-- START SUPPLIED DATA --

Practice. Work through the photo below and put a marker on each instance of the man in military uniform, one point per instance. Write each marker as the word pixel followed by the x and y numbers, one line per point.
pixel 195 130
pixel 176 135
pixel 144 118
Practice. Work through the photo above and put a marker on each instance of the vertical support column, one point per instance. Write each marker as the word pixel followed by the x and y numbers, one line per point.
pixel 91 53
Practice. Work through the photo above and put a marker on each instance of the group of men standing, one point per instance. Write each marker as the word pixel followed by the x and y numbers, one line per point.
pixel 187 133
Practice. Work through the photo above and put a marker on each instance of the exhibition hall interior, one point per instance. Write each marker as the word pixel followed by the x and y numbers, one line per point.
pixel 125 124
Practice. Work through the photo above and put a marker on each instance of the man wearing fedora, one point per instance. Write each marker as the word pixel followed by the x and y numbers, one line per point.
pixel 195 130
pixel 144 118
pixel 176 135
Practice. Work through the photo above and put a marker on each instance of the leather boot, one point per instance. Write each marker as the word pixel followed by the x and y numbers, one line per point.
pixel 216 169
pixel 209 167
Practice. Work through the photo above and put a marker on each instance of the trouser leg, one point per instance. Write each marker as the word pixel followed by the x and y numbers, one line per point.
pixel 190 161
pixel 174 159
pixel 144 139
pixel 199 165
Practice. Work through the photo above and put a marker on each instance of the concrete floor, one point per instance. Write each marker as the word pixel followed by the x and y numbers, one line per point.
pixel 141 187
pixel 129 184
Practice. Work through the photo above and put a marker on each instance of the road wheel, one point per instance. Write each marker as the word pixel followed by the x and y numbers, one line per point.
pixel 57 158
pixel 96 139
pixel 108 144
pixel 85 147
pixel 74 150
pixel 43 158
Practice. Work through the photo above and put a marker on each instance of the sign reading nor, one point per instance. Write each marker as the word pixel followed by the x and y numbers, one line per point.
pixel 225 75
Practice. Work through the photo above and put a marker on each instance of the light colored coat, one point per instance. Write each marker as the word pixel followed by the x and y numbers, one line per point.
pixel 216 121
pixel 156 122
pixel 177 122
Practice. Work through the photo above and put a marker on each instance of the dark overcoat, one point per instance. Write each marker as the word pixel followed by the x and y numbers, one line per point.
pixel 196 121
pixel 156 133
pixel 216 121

-- END SUPPLIED DATA --

[THE EXERCISE]: Express the lines of the items from the one containing "of the dark" through the end of the items, inclusive, as a JSON list of strings with one string per line and blank lines omitted.

[COMPLETE OUTPUT]:
[
  "Practice. Work through the photo above and put a marker on each instance of the dark overcoat, one point per instance. Write each marker as the word pixel followed by the x and y numbers, one line per point.",
  "pixel 196 121",
  "pixel 156 133",
  "pixel 216 121"
]